Rows from a box labeling dataset:

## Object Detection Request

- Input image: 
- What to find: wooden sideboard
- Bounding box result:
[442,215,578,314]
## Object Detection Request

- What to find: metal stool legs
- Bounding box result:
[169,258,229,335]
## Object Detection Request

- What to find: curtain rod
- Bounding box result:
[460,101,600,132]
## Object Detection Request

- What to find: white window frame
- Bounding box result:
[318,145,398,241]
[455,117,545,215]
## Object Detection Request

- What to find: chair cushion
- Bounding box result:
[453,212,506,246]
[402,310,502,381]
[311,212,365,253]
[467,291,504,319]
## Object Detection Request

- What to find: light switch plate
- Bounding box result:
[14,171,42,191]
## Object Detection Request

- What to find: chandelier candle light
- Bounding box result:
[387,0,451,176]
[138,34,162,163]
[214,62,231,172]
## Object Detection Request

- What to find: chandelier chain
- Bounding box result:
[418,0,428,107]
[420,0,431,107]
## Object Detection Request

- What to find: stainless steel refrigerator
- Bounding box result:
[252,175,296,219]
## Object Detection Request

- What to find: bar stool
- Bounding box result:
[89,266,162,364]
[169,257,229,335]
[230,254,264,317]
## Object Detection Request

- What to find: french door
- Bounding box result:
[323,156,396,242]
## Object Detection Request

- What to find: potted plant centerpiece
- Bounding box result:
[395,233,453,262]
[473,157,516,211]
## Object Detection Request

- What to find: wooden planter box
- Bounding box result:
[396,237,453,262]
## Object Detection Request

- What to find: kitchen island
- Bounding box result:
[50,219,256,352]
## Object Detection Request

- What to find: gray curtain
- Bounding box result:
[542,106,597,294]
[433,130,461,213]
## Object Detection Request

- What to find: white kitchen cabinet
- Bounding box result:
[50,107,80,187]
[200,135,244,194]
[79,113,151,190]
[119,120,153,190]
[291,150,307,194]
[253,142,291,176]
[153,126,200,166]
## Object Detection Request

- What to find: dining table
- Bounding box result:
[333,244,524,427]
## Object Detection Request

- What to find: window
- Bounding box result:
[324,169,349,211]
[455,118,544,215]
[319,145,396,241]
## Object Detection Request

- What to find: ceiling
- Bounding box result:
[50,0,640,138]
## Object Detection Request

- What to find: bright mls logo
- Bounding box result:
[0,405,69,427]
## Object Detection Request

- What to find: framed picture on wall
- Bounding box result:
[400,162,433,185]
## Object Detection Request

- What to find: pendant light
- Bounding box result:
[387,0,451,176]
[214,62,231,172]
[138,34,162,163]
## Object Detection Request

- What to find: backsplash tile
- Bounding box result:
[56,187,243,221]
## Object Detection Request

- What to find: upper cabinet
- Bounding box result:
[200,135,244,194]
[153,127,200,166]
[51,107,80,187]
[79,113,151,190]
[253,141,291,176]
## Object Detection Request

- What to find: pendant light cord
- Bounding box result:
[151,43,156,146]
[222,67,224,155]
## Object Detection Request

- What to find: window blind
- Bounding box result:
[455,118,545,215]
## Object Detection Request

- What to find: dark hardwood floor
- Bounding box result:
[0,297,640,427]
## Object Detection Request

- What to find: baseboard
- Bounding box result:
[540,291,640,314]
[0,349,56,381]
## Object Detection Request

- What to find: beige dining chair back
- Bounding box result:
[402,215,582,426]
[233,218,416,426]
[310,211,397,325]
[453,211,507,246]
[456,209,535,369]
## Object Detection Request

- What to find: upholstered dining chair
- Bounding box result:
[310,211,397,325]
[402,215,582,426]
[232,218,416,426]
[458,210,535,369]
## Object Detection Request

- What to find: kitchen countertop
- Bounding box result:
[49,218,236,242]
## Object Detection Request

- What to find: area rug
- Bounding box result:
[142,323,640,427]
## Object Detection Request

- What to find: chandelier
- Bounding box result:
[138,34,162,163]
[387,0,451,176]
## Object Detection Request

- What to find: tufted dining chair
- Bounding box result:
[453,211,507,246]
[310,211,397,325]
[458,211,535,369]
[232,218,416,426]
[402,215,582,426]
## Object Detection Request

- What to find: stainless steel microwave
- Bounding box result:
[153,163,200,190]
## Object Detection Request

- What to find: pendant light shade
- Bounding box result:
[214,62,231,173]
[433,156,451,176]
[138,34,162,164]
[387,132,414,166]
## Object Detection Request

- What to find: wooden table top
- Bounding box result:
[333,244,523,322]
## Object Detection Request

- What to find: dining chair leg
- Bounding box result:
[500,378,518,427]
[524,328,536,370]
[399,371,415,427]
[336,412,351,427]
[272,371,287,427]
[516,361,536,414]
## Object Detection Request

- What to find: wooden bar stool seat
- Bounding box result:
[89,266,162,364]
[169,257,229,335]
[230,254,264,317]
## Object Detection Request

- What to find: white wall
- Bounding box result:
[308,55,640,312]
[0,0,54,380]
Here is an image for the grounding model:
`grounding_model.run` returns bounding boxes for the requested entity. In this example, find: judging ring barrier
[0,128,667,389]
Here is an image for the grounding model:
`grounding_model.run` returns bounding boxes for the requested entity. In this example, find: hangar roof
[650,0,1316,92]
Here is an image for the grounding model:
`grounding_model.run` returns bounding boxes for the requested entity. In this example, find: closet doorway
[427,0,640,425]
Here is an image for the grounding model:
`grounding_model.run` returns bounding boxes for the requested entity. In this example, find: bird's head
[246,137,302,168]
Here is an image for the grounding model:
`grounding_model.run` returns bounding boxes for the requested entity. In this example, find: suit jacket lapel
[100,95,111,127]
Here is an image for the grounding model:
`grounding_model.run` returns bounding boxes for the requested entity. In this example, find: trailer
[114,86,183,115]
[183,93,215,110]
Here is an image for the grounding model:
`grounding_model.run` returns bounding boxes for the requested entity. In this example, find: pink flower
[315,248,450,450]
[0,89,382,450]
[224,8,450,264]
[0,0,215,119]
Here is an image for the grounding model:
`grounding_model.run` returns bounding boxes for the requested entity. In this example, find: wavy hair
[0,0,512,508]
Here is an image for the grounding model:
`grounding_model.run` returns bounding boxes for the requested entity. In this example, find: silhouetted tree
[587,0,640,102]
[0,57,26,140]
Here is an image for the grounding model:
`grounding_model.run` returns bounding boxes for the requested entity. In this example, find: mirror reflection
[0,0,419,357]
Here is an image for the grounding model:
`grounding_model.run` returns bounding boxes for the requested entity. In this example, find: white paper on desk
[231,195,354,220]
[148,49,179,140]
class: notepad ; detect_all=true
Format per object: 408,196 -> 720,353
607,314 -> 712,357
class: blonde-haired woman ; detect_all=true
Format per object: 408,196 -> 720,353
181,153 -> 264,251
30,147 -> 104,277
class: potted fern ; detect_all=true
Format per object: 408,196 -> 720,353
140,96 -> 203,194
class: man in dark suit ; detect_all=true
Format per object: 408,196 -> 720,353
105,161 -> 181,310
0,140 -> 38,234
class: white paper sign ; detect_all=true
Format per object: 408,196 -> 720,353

◆ Exercise ◆
Filter the material above down to the lines that contain the string "suit", and copy each of those lines.

◆ Response to this exercise ◆
`grounding_model.run` returns bounding boxes for the requested entity. In this example, find: suit jacket lapel
class: man in dark suit ; detect_all=true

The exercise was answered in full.